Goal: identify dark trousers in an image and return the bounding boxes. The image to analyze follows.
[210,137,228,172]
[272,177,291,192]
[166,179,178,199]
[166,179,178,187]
════
• [ABOUT THIS EXERCISE]
Repeat every line of the data verbatim.

• [TASK ANSWER]
Goal: identify dark trousers in an image and return the bounding boxes. The image to analyze follows.
[210,137,228,172]
[272,177,291,192]
[166,179,178,199]
[166,179,178,187]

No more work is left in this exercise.